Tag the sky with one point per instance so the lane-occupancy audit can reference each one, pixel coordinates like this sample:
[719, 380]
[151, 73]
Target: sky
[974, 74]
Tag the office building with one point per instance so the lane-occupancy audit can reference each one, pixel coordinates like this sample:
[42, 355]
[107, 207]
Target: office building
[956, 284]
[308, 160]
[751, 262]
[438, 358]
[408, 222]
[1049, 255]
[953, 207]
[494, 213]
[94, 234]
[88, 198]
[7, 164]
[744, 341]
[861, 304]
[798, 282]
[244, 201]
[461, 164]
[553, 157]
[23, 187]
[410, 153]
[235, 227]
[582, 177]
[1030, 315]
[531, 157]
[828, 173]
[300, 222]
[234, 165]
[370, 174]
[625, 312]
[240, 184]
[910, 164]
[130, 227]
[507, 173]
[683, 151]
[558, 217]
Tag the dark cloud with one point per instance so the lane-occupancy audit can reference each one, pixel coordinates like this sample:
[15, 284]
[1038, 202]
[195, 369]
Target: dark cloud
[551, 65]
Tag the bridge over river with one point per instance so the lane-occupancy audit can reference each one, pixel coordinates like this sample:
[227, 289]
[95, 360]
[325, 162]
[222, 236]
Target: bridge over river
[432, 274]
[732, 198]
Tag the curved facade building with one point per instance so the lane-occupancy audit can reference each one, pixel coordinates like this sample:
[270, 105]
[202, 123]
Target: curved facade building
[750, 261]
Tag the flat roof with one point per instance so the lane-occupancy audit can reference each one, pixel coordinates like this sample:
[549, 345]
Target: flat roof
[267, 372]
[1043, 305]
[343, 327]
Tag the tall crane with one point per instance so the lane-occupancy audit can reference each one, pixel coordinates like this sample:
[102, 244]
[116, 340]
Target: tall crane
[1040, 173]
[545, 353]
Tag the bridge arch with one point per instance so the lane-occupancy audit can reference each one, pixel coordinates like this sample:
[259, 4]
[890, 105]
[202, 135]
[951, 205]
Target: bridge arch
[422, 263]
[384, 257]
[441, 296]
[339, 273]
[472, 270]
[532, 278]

■ ■ ■

* **ACTIVITY**
Reproduce the data shown above exactly.

* **EXERCISE RESPONSE**
Tag the sky with one point per instance so the lane-occupancy audit can reference each one, pixel coordinates like this sample:
[719, 380]
[151, 73]
Target: sky
[974, 74]
Tag the office building with one point per instance so the lane-occupancy audit can reference each one, pixel coordinates like this sample:
[42, 355]
[107, 207]
Target: office building
[956, 284]
[308, 160]
[751, 262]
[438, 358]
[408, 222]
[1049, 255]
[953, 207]
[494, 213]
[94, 234]
[88, 198]
[7, 164]
[744, 341]
[861, 304]
[798, 282]
[244, 201]
[461, 164]
[553, 157]
[23, 187]
[410, 153]
[235, 227]
[582, 177]
[1030, 315]
[531, 157]
[828, 173]
[300, 222]
[234, 165]
[370, 174]
[625, 312]
[240, 184]
[910, 164]
[130, 227]
[507, 173]
[683, 151]
[558, 217]
Tag the dark cloud with one point per instance so the lane-occupancy audit can reference each one, pixel coordinates like this sample:
[15, 284]
[1038, 202]
[195, 369]
Target: dark cloud
[551, 65]
Tag the bridge over river with one point per instance so the lane-occupancy audit can reference each one, pixel coordinates like this sample:
[227, 289]
[95, 360]
[325, 162]
[222, 236]
Target: bridge over river
[432, 274]
[732, 198]
Tag the curved facade building with one point per instance so the lane-occupancy audit can reference each one, pixel coordinates like this sample:
[270, 105]
[202, 123]
Target: curved facade building
[750, 261]
Tag the flat roof with one point per instance so the lane-occupancy audit can reference each one, pixel coordinates like this sample:
[549, 345]
Target: flat roof
[267, 372]
[1043, 305]
[343, 327]
Tag the tall crane with one point per instance so the lane-occupancy audit can reference each one, pixel coordinates like this sample:
[102, 244]
[116, 340]
Target: tall crane
[1040, 173]
[545, 353]
Tag the bridge arch with one point per instance so the lane-occupancy audit can reference each one, pixel coordinates like this sample:
[259, 4]
[890, 105]
[202, 135]
[951, 205]
Target: bridge arch
[422, 263]
[384, 257]
[441, 296]
[339, 273]
[472, 270]
[532, 278]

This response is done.